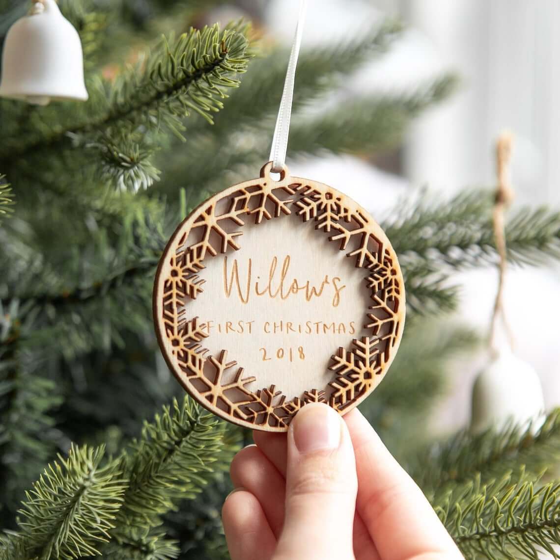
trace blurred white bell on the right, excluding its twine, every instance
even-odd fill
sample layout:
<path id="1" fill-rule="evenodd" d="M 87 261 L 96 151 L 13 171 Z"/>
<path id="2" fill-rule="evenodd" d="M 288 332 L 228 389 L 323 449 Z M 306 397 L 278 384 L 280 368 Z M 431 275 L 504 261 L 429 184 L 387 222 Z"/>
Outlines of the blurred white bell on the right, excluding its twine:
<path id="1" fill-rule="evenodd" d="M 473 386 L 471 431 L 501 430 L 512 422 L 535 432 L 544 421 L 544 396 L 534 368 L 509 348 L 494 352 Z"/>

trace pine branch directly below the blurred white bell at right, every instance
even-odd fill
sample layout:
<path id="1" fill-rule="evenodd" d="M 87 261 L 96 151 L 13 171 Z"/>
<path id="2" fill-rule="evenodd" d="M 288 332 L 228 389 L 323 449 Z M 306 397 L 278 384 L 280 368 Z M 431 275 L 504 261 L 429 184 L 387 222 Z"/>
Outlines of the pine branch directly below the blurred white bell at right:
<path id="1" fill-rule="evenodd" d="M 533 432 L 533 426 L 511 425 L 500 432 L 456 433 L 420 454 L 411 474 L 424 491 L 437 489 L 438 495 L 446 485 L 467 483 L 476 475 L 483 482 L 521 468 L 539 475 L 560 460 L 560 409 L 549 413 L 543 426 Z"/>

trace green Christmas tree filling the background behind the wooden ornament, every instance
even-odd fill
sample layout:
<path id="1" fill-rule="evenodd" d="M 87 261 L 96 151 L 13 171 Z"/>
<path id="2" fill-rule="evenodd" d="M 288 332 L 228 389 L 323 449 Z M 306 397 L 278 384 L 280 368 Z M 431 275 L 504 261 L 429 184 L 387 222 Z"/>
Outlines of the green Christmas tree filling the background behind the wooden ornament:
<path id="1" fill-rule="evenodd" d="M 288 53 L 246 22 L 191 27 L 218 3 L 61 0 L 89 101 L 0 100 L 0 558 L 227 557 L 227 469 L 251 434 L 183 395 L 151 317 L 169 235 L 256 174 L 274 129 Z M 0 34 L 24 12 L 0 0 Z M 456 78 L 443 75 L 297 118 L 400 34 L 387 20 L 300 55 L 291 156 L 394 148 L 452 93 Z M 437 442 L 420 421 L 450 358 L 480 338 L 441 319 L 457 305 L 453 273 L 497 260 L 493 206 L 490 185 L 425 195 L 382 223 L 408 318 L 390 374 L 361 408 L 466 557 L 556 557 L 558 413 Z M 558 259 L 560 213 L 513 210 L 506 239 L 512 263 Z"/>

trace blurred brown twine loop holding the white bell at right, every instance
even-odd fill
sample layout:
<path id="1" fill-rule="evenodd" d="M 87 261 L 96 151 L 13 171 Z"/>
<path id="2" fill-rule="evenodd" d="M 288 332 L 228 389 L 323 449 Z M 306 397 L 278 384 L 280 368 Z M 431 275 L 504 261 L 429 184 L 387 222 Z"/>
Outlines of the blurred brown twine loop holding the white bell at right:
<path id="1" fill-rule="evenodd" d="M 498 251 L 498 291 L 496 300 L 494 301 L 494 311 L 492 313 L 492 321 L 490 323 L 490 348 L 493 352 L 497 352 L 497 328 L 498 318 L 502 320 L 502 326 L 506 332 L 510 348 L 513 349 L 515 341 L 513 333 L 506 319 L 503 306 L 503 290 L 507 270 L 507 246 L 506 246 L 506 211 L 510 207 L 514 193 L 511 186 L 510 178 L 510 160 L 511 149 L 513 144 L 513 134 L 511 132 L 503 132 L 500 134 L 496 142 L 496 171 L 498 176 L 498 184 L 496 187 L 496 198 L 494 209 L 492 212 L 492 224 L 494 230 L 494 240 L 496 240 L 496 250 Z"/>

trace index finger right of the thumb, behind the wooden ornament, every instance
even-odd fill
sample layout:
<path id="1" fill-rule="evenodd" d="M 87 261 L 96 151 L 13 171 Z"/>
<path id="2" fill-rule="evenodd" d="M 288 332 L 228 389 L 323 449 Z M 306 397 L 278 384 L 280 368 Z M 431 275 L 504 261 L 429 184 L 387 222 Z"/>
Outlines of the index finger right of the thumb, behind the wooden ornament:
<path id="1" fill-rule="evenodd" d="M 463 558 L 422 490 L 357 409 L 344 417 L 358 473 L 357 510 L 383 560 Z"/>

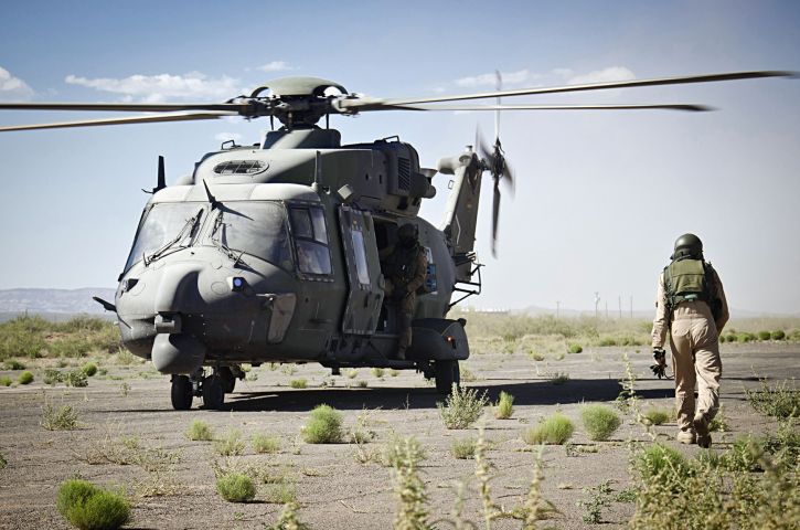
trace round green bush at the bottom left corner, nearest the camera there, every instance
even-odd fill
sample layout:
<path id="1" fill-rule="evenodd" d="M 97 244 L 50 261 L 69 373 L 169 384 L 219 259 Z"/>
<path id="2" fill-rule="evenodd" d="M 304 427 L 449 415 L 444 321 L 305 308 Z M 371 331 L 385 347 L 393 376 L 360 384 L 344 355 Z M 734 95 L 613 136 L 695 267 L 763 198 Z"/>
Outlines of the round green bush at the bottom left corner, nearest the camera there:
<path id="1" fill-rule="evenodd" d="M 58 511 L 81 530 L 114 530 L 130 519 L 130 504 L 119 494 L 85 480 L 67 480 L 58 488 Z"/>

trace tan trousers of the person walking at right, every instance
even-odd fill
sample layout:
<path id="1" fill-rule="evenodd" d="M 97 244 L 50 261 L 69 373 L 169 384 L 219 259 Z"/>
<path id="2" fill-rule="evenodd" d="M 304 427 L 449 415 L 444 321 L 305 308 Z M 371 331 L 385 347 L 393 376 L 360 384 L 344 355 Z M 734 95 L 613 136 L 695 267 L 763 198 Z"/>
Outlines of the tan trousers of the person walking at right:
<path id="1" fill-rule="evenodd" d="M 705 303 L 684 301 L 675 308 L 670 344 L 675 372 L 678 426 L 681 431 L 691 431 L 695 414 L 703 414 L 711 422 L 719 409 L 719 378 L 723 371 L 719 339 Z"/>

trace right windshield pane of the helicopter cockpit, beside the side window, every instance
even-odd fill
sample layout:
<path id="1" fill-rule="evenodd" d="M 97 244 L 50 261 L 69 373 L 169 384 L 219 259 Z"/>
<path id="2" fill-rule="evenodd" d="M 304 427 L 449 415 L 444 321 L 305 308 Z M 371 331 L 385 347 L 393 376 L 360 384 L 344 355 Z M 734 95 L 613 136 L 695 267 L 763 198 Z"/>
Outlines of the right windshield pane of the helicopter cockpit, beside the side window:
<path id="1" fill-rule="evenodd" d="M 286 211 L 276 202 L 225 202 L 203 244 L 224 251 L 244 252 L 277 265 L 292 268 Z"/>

━━━

- [Goal of the exercise]
In the records above, some lines hold the word "every"; copy each such line.

- [The completed task]
trace blurred white bell on the right, excluding its twine, every instance
trace pine branch directly below the blurred white bell at right, every instance
trace green Christmas tree filling the background behind the wooden ornament, every instance
trace blurred brown twine loop holding the white bell at right, every instance
trace index finger right of the thumb, behind the wooden ornament, every instance
trace round green bush at the bottom left corner, nearest the camera there, every instance
trace tan trousers of the person walking at right, every instance
trace right windshield pane of the helicopter cockpit, beside the side window, every instance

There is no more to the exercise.